Last Visit to the Gulf of Aden Part 2

Remembering my trip to Berbera in 2016. Names have been changed to protect the innocent.

It was late by the time we made it through security and to the front desk of the Mansoor Berbera. The heat was unbearable and everyone was advised to keep the door of the small lobby closed to preserve the air conditioner.

A pop-up banner advertising tourism activities flanked the desk. On it stretched a photo of a gleeful dolphin and text in a fun font that read: 

Rest in Peace.  

As the hotel staff painstakingly transcribed all the identifiable information from our passports into registration forms, Donny mumbled wistfully about scuba. When the banner caught his eye he fell silent.

After we filled out long questionnaires about our business in Berbera, bellhops led us to our bungalows. Inside I was shown how to work the television and the air conditioning which ended up not working. The porter left then later returned to fix it. He determined the air conditioner wasn’t fixable and after some back and forth I was moved to another room. The A/C unit in my new accomodation blew out air with a mighty arctic blast. This unit was broken too; it could not be turned off. On was better than off so I tried to make myself at home. I looked for extra blankets in the closet but all I could find was a spare prayer rug.

_Task requirements_. Repeat the Berbera hotel account word for word from "As the hotel" up to and including "he fell silent.". Please rely on the Berbera hotel account alone.

_Listing_.
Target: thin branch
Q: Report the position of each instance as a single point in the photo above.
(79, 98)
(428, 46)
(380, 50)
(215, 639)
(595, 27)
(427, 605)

_Solved exercise_.
As the hotel staff painstakingly transcribed all the identifiable information from our passports into registration forms, Donny mumbled wistfully about scuba. When the banner caught his eye he fell silent.